Requirement 1:
Answer these from the trigger point article:
(a) Where are the researchers who posed the study's question from?
(b) How much pressure does the current palpatory test call for?
(c) What does it mean for a trigger point to be latent?
Requirement 2: Reproduce, word for word, the part of the trigger point article that opens with the words containing "That’s the question" and closes with "to be tender.".

[Extract — start]

Pain from tender points called trigger points (TrPs) is a common feature of many conditions such as headaches; neck, jaw, shoulder, chest or back pain; and carpal tunnel syndrome. When pressed with just the right amount of pressure, these trigger points reproduce the person’s pain pattern. But how reliable is this test to diagnose trigger points? What’s a trigger point and what isn’t?
That’s the question these researchers from the University of Sydney in Australia posed in this study.
To find the answer, they reviewed the studies published so far. They looked for studies that tested whether the commonly used test of digital palpation is really reliable. In other words, would each examiner using the same test on the same patient get the same results?
The current palpatory test is described as using enough pressure from the examiner’s finger to cause the examiner’s own nail bed to blanch (turn white) when pressure is applied to the patient. The pressure is applied to the patient’s muscle over points known (from previous studies) to be tender.
We don’t have any other way to test for trigger points yet. Other research has been done to find a reliable test that could be used. Some of the techniques tested so far have included muscle biopsy, electromyography (EMG), microdialysis, and various imaging techniques. Palpating trigger points remains the most commonly used method of diagnosis.
Studies collected and reviewed investigated the reliability of physical examination (specifically palpation) to identify trigger points. Journals and textbooks were searched and studies reviewed for quality. In each study accepted for inclusion in this study, trigger points were labeled as active or latent.
Active means the affected person was having pain in a pattern typically associated with that particular trigger point. Latent means the pain was present only after the trigger point was pressed. Only patients reporting painful symptoms can have an active TP. Anyone can have (latent) trigger points without knowing it.

[Extract — finish]
[Exercise data — start]

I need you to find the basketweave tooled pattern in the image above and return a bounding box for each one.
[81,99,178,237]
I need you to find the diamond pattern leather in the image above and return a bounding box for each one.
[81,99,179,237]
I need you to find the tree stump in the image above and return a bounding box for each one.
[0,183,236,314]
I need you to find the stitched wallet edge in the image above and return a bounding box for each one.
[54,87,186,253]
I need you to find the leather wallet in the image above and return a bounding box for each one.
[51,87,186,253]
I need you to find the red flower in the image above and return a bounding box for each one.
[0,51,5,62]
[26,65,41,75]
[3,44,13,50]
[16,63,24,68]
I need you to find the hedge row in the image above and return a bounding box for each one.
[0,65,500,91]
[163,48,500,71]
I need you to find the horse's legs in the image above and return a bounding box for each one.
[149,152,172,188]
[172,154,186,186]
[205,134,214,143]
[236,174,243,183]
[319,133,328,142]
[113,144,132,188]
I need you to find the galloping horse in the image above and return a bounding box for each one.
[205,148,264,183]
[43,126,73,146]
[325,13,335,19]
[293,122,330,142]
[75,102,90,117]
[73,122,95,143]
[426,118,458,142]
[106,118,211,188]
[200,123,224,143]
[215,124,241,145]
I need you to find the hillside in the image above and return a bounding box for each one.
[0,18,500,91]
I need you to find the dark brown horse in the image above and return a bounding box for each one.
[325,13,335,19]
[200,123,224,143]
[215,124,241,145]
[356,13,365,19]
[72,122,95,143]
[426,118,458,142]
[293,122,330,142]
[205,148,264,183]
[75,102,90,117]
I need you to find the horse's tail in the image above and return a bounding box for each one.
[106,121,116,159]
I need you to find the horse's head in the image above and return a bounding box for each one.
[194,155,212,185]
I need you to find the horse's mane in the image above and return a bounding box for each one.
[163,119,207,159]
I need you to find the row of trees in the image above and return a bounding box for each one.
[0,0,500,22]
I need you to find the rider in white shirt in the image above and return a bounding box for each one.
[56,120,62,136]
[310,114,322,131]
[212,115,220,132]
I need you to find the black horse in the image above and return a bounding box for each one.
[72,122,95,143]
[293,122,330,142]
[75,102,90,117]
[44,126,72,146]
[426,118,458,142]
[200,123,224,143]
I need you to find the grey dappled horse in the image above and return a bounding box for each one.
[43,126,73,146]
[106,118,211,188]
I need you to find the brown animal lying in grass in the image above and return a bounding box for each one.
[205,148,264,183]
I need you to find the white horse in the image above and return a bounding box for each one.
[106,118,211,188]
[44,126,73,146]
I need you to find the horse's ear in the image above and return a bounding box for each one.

[Exercise data — finish]

Task solution 1:
(a) The University of Sydney in Australia.
(b) Enough pressure from the examiner's finger to make the examiner's own nail bed blanch (turn white) when pressure is applied to the patient.
(c) The pain is present only after the trigger point is pressed.

Task solution 2:
That’s the question these researchers from the University of Sydney in Australia posed in this study.
To find the answer, they reviewed the studies published so far. They looked for studies that tested whether the commonly used test of digital palpation is really reliable. In other words, would each examiner using the same test on the same patient get the same results?
The current palpatory test is described as using enough pressure from the examiner’s finger to cause the examiner’s own nail bed to blanch (turn white) when pressure is applied to the patient. The pressure is applied to the patient’s muscle over points known (from previous studies) to be tender.